[Point annotations for images]
<<<<

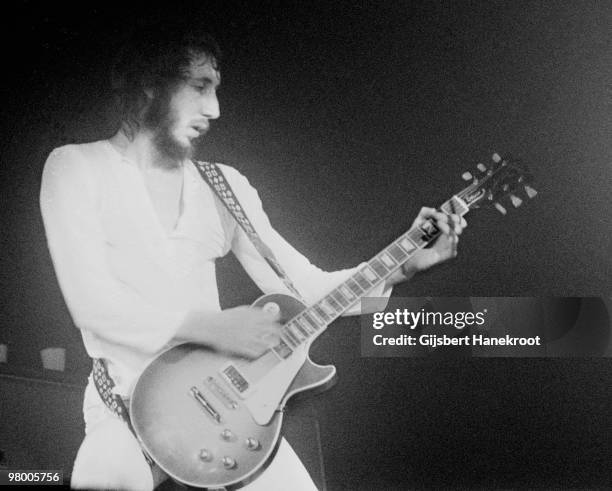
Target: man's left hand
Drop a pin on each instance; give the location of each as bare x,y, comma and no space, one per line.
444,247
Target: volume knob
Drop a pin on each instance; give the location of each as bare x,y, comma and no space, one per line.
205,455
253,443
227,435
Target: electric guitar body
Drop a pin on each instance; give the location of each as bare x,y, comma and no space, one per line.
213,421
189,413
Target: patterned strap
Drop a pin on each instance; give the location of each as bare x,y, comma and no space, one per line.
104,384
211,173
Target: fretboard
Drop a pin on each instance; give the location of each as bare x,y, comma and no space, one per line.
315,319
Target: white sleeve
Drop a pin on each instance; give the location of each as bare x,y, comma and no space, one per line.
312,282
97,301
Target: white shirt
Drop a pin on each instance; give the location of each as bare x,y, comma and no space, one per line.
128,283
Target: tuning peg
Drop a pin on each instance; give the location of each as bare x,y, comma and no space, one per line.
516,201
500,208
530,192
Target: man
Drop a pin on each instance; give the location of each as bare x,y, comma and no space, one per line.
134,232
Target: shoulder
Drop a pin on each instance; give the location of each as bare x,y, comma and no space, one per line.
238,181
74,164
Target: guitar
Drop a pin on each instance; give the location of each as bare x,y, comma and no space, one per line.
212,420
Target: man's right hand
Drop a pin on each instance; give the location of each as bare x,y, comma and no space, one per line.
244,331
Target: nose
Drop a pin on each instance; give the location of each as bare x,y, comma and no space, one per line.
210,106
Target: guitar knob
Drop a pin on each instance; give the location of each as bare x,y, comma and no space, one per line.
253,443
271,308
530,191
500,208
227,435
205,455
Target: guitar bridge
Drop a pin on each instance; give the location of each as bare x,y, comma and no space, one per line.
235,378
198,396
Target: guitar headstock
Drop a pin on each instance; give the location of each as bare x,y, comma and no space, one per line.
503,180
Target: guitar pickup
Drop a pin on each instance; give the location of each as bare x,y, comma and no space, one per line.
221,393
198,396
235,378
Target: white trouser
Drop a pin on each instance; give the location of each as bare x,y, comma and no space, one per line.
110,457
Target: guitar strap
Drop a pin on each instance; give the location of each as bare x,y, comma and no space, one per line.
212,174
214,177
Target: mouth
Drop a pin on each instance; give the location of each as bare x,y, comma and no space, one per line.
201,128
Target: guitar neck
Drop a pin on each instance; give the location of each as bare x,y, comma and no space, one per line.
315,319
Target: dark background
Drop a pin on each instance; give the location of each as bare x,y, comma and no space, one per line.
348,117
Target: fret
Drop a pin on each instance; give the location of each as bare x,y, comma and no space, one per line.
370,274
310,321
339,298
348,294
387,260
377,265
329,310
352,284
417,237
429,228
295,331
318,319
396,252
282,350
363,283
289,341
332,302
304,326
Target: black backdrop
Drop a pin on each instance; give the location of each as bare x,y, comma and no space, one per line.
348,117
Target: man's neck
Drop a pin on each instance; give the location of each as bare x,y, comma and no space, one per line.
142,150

>>>>

[The problem]: Reproduce the entries verbatim, beginning at the line that contains "Target: guitar neck" and continuing through the final line of the entries.

[Result of this exercise]:
Target: guitar neck
Drop a pin on each instance; give the location of each as bare x,y, comma and no space, one per line.
315,319
Target: dark background
Drop a pin on each instance; give the location of each as bare x,y, comma and no space, one per line.
348,117
Target: fret
Drop a pin on each instance; give the location of each as bare x,y, comma and no space, one per line.
370,274
310,321
339,298
348,294
387,260
377,265
329,310
352,284
417,237
429,228
295,331
318,319
396,252
282,350
363,283
289,341
332,302
304,326
Target: black backdrop
Drop a pin on each instance; give the location of each as bare x,y, comma and no space, one per line.
348,117
Target: man's neck
Drop a pin on each instance; give the location of each as bare x,y, comma and no space, one per line.
142,150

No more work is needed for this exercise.